### Problem details
Rewrite every line of the items below with "night watchman" in place of "security guard", and keep everything else the same. Leave the pictures out of your answer.

-- -- --

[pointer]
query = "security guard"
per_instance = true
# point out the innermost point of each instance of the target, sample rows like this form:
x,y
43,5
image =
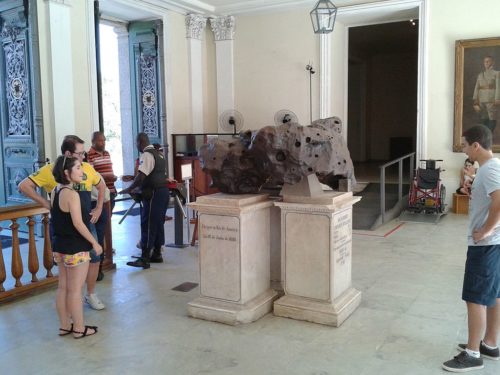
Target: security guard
x,y
150,184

-- -- --

### Written solution
[pointer]
query = "night watchman"
per_instance = true
# point out the innermost point of each instance of the target, sample rows like this form:
x,y
43,5
image =
Target: night watchman
x,y
150,184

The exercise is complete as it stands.